SELECTED PASSAGE:

++++++++++

I'd just hit it with the heat gun a little longer


----------



## winestonefarm (Oct 6, 2008)

tried that but it was still too big and bunched up kinda ugly. found 5" at uline but was hoping to find less of them for a better price. looks like i am getting 500  

Vicki, on the commercial accounts, can you leave 1 or both ends open for sniffing and still get those accounts or do they have to be completely sealed? 

thanks


----------



## Kalne (Oct 25, 2007)

Did you try the shrinkwrap store? That's where I got a roll of shrink tubing. I cut it on my paper cutter to the length I want.


----------



## NubianSoaps.com (Oct 26, 2007)

I simply don't have a store that doesn't want them completely covered. Just like what was stated above if you don't cover the bar and everything gets touched and smudged, nobody will buy the bars and your buyer will complain. Most of my stores carry my soap wrapped with a unwrapped bar to smell and sniff in the front of the contianer....3 with the same soap dishes I use, another with it sitting in the basket with the wrapped soap, each scent has it's own basket but most with that idea. Because of the soaping process effecting your batches, when the next batch is purchased I always send a naked bar, to replace the old one, since it will have slight variations than the previous batch...it also refreshes the smell of the soap being new which increases sales when the displays scent attracts buyers. The plastic shows off my swirls and textured tops better than boxes or any other wrapping so although I hate the plastic bags and ties, it works. Since most of my stores buy scents in 36 bar batches, sending one free bar of soap in orders this big, with them carrying from 5 to 15 different scents is good buisness. I stopped selling to stores that don't give my product a decent place.....a huge feed store, upscale one in conroe is a perfect example, her soap is in a bucket, which is cute, but it's at the bottom by your feet at the counter, how much soap could she possible sell with it there? I wouldn't even let them put my soap there. It's why I like my soap in the hands of the buyer because they work there, when they love your product and the folks who work there have used your soap and love it, you sell more product. Because at $6.95 a bar really think an employee making minimum wage is going to buy a bar of my soap? no. Vicki


----------



## buckrun (Mar 7, 2008)

++++++++++

GIVEN ENTRIES:

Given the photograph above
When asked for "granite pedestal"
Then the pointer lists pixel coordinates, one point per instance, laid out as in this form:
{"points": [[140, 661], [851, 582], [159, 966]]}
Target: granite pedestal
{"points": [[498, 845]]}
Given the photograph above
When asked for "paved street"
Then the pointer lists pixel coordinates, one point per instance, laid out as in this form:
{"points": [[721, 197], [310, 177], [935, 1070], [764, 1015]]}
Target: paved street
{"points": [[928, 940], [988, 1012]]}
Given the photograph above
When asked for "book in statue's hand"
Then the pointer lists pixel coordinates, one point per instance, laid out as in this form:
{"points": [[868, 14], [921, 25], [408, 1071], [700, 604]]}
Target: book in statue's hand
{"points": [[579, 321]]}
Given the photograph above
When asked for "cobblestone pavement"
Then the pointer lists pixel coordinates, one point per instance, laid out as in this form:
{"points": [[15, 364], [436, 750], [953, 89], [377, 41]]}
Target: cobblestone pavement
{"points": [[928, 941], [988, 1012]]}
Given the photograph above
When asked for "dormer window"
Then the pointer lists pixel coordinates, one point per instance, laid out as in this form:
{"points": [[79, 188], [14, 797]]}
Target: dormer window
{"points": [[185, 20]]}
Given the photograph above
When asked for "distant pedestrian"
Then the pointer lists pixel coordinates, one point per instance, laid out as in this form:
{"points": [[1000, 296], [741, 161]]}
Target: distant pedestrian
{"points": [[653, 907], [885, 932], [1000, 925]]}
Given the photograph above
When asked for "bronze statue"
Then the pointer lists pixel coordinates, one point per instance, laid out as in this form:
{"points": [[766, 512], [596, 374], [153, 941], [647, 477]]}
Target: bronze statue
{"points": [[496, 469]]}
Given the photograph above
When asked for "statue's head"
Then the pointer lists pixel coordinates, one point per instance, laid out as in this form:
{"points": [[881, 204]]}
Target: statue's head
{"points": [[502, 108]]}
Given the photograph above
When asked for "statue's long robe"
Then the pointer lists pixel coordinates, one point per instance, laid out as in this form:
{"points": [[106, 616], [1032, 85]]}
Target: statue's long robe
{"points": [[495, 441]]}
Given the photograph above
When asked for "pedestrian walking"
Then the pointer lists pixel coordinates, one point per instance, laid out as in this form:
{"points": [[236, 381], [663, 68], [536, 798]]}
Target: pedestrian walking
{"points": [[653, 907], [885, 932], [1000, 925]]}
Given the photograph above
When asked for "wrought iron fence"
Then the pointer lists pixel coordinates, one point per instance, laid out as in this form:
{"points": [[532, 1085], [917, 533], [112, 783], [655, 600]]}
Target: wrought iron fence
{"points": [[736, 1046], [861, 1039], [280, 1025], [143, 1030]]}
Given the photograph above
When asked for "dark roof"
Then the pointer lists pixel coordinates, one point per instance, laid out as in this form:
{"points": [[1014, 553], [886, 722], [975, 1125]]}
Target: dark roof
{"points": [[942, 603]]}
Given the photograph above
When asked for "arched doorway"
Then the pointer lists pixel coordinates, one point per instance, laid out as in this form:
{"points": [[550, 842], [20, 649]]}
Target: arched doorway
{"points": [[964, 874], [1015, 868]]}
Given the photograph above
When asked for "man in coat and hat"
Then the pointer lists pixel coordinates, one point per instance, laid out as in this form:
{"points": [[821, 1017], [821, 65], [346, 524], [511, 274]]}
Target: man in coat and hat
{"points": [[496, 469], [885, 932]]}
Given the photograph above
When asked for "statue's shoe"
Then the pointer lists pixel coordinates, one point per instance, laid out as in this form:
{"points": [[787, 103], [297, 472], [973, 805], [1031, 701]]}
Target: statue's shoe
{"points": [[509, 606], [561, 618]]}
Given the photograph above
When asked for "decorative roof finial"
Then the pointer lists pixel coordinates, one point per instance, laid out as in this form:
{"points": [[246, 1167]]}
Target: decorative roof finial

++++++++++

JOB 1:
Answer these questions from the thread about wrapping soap, one line each:
(a) What size did winestonefarm find at Uline?
(b) What tool does Kalne use to cut shrink tubing to length?
(c) What price per bar does Vicki give for her soap?
JOB 2:
Pick out every line of the rows above that contains the string "granite". Case counts.

EXPECTED OUTPUT 1:
(a) 5"
(b) A paper cutter
(c) $6.95

EXPECTED OUTPUT 2:
When asked for "granite pedestal"
Target: granite pedestal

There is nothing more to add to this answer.